● Task goal:
Please list every line in the material below that contains the string "negative", matching case exactly.

● Information shown:
--------------------------------

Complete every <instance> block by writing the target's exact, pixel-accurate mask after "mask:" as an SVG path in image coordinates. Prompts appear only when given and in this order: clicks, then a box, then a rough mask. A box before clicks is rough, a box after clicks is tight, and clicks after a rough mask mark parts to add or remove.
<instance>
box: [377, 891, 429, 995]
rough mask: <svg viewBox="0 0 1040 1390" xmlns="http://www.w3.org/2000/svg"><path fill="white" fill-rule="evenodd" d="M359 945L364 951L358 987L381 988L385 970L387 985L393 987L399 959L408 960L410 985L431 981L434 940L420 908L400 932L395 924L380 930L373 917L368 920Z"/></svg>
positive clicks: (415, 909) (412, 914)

--------------------------------

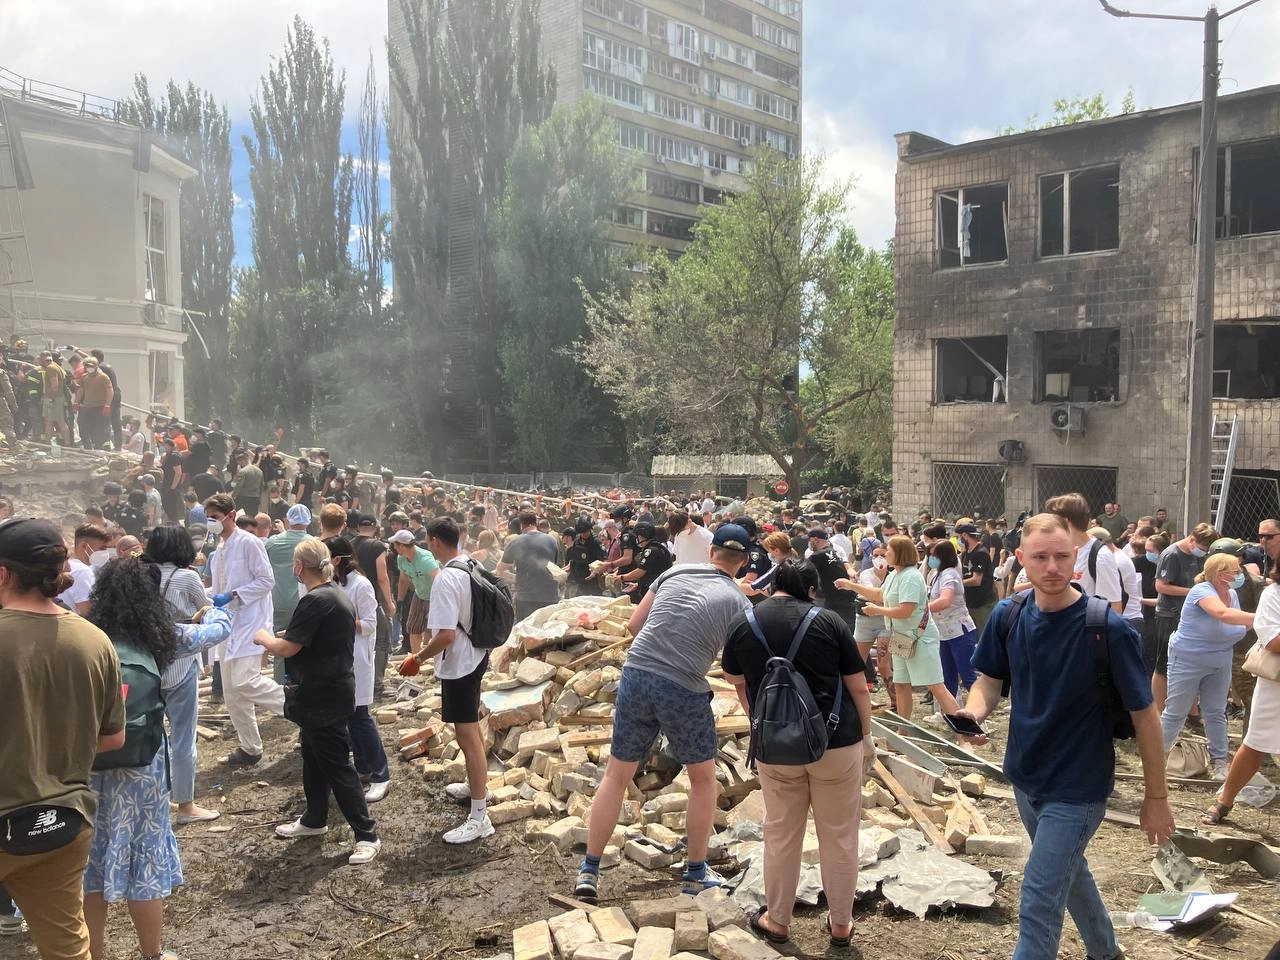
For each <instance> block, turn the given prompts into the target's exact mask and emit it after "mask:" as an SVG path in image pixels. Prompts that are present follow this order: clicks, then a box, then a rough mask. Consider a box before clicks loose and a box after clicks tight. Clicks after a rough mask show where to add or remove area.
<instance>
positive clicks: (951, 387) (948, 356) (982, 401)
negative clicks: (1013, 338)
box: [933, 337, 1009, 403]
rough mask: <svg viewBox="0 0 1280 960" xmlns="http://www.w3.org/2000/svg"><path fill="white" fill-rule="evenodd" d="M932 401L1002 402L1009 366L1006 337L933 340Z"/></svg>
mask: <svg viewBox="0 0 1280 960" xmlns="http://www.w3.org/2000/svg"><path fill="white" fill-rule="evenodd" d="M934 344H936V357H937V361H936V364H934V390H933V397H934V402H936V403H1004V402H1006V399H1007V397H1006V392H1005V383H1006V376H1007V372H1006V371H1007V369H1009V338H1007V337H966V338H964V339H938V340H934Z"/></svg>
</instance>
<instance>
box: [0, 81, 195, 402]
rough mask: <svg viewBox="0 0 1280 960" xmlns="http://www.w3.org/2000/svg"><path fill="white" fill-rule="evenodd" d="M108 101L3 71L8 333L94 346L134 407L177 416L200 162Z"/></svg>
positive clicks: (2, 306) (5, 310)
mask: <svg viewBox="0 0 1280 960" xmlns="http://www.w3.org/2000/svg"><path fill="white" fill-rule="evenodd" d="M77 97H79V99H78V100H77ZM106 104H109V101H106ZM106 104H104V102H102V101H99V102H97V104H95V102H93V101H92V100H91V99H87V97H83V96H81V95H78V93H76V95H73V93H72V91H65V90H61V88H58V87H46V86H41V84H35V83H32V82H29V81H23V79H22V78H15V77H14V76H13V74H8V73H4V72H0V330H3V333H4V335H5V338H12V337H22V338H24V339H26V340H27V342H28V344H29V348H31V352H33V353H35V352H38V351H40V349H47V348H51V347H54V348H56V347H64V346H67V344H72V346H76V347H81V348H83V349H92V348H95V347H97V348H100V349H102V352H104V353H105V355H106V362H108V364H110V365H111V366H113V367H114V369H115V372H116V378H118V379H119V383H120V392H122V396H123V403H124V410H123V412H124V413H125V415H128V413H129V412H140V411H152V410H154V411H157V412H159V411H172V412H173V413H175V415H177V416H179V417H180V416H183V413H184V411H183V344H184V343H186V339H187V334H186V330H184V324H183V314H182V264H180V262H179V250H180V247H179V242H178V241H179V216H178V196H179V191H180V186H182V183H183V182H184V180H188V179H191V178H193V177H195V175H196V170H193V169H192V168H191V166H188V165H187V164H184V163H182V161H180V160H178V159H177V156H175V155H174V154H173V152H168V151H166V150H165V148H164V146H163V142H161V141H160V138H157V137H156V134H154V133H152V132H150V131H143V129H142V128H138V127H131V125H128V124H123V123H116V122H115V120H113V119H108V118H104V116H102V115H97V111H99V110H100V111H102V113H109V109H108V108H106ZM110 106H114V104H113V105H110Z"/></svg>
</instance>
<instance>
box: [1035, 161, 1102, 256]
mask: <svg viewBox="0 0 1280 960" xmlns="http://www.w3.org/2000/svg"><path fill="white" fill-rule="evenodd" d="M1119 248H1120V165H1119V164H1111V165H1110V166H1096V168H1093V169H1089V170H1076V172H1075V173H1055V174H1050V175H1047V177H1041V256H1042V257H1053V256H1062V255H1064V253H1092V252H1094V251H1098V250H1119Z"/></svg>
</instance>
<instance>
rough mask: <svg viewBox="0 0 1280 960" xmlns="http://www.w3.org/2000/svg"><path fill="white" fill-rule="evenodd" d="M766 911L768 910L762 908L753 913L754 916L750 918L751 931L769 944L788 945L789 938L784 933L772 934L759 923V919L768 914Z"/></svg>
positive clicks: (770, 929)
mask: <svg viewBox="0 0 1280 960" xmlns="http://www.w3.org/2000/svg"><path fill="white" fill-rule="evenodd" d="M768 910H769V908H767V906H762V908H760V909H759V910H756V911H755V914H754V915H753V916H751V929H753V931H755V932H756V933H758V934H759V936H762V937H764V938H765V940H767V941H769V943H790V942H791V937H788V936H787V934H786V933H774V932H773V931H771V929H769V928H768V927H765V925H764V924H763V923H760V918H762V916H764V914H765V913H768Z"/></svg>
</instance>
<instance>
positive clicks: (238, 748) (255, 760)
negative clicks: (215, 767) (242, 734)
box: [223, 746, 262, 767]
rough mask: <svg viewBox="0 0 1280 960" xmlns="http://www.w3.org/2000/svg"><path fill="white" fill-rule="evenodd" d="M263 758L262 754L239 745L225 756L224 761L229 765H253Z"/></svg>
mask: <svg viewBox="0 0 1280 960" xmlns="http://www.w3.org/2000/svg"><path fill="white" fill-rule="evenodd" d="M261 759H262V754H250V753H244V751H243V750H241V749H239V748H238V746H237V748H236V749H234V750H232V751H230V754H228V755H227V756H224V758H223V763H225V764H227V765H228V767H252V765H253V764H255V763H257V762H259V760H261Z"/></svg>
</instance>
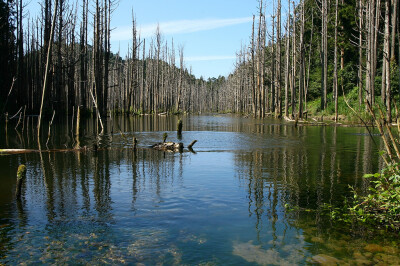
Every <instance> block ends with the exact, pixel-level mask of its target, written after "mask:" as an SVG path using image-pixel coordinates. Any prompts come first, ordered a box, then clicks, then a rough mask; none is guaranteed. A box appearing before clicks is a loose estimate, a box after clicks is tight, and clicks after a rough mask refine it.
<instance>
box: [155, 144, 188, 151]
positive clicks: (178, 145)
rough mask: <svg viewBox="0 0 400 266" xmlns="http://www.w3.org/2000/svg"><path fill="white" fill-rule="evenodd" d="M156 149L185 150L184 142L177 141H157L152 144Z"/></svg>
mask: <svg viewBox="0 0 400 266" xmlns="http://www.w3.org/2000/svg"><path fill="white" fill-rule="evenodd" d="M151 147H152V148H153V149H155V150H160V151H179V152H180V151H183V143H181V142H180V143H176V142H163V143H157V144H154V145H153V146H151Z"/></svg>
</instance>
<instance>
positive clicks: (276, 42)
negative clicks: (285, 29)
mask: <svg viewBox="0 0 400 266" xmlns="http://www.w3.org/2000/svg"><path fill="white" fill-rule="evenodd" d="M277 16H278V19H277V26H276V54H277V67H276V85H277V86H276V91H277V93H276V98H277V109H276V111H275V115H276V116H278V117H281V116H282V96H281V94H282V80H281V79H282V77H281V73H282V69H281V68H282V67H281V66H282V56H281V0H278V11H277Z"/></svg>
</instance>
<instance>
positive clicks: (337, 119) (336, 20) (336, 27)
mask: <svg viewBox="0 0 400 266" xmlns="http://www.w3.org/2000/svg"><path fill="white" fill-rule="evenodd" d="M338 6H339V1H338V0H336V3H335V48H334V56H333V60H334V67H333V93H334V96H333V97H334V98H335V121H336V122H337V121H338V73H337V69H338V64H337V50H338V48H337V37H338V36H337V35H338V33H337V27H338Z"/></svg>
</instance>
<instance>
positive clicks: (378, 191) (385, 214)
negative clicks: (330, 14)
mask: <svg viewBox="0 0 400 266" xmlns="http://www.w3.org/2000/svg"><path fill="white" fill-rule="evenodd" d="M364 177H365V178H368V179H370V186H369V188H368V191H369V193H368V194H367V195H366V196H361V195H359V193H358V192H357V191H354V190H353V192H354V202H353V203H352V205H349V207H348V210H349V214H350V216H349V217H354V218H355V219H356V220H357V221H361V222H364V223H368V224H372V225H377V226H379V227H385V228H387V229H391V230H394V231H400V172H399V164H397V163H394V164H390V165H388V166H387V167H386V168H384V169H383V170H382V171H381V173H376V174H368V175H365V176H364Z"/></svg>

--------------------------------

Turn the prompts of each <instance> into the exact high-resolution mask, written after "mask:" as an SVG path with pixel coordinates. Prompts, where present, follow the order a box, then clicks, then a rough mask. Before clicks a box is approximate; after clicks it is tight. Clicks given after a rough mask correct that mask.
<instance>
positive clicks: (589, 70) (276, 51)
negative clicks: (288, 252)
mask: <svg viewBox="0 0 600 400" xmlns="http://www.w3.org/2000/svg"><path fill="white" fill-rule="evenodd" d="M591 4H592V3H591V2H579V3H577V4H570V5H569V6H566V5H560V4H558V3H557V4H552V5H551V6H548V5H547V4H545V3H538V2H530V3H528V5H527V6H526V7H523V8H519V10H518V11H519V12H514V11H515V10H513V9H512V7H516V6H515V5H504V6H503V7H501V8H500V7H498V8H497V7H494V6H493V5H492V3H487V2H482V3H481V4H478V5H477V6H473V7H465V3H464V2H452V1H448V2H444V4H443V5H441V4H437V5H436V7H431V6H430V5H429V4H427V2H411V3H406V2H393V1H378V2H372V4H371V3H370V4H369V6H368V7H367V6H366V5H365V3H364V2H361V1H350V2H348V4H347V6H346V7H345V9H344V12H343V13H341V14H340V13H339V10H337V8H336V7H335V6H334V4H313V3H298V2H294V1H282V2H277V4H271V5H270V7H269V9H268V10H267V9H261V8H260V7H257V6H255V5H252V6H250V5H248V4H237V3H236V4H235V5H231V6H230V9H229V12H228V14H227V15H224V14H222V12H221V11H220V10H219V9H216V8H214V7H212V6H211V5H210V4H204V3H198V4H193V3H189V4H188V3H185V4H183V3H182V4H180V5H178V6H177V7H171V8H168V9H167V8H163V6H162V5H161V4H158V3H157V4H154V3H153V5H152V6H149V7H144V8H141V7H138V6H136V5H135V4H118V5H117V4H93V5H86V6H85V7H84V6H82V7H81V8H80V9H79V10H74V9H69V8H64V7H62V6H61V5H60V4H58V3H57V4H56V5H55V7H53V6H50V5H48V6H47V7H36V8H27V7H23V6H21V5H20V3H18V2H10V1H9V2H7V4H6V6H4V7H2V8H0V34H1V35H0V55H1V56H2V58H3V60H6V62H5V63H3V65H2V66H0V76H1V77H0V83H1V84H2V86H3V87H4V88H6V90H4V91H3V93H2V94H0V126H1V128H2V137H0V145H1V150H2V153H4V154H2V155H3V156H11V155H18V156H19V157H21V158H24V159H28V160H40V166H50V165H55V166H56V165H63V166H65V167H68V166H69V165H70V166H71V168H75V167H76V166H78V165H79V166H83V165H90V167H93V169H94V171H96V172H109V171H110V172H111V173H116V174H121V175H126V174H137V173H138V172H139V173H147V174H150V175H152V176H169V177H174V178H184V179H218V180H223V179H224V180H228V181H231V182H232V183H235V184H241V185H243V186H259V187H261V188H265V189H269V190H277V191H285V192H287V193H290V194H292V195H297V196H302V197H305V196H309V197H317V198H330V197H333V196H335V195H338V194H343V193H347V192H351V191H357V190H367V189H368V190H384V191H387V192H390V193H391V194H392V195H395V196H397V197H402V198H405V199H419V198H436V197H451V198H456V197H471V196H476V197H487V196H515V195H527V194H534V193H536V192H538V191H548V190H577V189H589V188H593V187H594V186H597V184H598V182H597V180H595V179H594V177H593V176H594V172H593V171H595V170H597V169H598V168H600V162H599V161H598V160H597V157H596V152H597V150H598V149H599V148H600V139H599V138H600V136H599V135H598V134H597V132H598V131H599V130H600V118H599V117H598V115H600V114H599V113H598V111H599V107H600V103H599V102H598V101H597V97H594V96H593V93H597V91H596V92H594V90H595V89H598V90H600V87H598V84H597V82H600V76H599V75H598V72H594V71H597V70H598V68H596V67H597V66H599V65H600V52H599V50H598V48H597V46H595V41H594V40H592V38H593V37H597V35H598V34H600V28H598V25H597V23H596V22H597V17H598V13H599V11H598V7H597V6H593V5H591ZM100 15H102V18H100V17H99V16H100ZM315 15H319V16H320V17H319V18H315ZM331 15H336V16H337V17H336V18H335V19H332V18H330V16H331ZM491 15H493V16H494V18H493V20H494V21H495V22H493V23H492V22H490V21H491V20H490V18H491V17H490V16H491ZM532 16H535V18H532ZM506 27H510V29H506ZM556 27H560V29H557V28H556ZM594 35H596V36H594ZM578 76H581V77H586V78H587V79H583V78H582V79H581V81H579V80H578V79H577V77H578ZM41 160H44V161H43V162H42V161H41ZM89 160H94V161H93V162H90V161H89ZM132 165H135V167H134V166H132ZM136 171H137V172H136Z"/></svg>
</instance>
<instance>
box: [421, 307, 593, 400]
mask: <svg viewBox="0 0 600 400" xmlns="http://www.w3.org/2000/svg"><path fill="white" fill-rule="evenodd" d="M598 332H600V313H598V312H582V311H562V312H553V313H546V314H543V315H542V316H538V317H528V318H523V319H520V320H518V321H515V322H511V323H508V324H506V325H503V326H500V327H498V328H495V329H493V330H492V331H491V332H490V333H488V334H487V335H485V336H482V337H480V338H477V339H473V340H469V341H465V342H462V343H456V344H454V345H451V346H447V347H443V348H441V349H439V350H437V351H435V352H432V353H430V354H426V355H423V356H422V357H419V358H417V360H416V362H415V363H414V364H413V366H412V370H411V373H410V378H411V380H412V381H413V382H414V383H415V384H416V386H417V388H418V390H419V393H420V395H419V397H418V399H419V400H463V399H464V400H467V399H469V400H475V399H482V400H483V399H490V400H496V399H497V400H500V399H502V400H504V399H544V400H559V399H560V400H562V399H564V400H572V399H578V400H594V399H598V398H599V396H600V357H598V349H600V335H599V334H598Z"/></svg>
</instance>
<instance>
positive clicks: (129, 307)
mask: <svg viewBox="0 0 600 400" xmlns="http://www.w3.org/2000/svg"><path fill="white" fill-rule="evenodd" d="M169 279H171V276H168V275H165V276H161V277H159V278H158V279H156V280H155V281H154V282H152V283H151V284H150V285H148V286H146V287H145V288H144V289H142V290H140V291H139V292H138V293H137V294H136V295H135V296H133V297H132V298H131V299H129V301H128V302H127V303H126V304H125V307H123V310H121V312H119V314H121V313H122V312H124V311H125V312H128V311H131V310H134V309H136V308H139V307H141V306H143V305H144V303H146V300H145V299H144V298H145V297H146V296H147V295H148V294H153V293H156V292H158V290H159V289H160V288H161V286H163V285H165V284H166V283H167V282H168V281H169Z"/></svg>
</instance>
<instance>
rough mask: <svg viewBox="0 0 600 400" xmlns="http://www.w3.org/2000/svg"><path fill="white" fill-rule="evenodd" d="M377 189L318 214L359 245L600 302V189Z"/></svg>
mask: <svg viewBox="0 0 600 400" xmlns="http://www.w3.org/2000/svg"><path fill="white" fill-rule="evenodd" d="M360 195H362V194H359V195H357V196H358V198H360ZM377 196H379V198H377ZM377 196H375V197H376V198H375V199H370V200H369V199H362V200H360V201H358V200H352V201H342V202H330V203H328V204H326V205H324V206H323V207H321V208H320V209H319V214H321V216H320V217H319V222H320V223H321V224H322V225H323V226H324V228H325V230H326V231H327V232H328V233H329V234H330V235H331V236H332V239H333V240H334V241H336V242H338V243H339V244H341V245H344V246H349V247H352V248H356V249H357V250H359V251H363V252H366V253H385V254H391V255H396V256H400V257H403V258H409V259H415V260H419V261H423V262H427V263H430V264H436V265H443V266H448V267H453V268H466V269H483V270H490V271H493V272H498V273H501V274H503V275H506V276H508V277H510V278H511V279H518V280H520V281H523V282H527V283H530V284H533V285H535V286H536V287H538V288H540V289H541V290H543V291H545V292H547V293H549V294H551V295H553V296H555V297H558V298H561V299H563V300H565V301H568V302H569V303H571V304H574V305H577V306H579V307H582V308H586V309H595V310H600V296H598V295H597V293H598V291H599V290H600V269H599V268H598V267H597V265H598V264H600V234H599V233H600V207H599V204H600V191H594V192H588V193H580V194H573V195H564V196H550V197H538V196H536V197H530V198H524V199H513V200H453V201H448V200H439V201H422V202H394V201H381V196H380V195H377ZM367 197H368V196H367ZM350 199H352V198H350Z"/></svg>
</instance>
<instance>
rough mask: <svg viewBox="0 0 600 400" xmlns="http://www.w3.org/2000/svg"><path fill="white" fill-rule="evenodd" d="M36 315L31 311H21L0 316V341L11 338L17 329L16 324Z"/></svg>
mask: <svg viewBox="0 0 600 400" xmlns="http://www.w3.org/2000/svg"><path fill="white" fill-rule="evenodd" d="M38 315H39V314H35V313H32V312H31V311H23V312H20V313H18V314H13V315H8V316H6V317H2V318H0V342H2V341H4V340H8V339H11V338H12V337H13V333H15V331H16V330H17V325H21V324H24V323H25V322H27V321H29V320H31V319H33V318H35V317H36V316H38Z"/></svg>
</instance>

--------------------------------

● Answer space:
negative clicks: (1013, 338)
negative clicks: (215, 767) (242, 734)
negative clicks: (285, 29)
negative clicks: (330, 14)
negative clicks: (288, 252)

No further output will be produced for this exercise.